GOAL:
Starting with the line that contains "Drop a marker on every instance of the front door" and going on through the end of the records, turn each line into a string in a JSON list, leaving out blank lines.

ENTRIES PROVIDED:
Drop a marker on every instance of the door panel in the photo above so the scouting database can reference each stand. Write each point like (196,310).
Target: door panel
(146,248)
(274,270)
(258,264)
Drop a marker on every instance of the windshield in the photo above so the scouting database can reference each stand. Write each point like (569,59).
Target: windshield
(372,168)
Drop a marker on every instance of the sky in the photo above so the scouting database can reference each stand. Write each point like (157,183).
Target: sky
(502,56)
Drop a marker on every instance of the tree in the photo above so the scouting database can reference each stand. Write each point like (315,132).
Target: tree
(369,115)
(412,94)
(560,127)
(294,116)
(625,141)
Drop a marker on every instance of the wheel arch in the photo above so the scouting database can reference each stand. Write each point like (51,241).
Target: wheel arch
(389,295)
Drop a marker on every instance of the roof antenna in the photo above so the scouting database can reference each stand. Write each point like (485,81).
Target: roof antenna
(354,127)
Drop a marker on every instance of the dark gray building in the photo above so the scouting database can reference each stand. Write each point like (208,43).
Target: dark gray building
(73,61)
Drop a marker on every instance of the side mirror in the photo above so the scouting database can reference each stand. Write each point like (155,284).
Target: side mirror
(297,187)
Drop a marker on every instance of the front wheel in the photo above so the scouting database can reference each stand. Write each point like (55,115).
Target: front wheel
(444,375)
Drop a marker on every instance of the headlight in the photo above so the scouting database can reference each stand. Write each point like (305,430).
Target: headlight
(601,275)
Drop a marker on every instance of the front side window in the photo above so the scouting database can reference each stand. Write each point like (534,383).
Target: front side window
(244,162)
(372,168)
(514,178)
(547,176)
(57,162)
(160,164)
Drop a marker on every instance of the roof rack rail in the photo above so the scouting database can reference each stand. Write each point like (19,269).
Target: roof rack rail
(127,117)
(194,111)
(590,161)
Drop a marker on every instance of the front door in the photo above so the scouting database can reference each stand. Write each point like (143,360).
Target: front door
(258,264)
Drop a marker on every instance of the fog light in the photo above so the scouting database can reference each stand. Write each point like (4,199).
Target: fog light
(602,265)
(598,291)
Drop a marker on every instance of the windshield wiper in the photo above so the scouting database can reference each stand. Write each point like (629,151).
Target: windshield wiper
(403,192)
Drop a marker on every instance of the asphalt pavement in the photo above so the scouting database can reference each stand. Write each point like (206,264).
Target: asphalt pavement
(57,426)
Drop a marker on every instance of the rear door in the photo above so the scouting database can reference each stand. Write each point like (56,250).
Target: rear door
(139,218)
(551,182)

EXERCISE OUTPUT:
[
  "Drop a marker on every instance of the front door in the photo above so the scouting database can reference each stand. Write each point like (143,360).",
  "Target: front door",
  "(258,264)",
  "Drop a marker on every instance of the fog light in the photo above so the scouting database can reference each stand. Write each point like (4,199).",
  "Target: fog light",
  "(602,265)",
  "(598,291)",
  "Drop a marker on every instance of the windshield wiper in the photo above so the scouting database can reference each stand. Write each point like (629,151).",
  "Target: windshield wiper",
  "(403,192)",
  "Drop a marker on every instance of the asphalt pavement in the photo above so the scouting database can reference each stand. Write each point like (206,264).",
  "Target: asphalt pavement",
  "(57,426)",
  "Drop a marker on every instance of the rear door in the photo above so the scouting database can reference each stand. Write each point like (56,250).",
  "Target: rear door",
  "(139,218)",
  "(551,182)"
]